Dataset entries =
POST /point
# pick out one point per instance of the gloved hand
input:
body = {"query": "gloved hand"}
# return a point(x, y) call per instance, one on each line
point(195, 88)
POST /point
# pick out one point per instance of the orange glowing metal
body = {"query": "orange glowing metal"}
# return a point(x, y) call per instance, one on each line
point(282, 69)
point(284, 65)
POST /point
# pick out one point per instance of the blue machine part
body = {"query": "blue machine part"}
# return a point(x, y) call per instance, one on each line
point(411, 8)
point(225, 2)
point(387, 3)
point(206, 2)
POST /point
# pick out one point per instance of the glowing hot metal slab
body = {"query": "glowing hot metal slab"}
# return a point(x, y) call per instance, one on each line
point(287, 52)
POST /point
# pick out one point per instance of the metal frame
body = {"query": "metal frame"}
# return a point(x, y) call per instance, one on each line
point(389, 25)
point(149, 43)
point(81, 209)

EXERCISE DESCRIPTION = Where a line of the entries contains the word "hand", copy that line.

ANSWER SPACE =
# pick out one point per instance of the gloved hand
body = {"query": "gloved hand"}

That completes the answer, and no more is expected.